begin

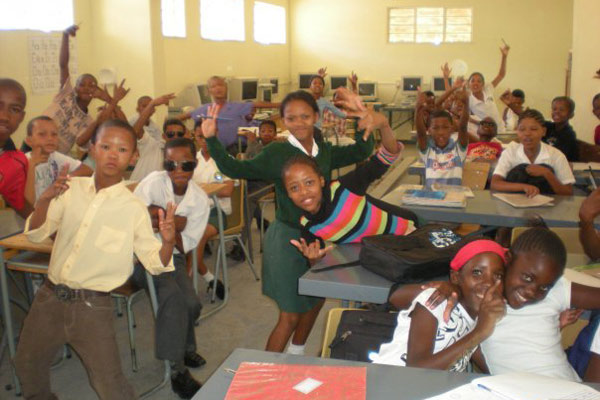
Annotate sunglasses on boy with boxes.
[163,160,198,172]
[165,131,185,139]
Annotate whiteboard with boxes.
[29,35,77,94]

end

--- Written instruction ---
Rewrite the entries above as a Markdown table with the columns "Row" and "Line": one row per line, numbered in order, with blank lines skipped and the pictures left out.

--- Result ---
| Row | Line |
|---|---|
| 1 | Annotate sunglasses on boy with boxes. |
| 2 | [163,160,198,172] |
| 3 | [165,131,185,139] |
| 4 | Annotate whiteboard with boxes. |
| 5 | [29,35,77,94] |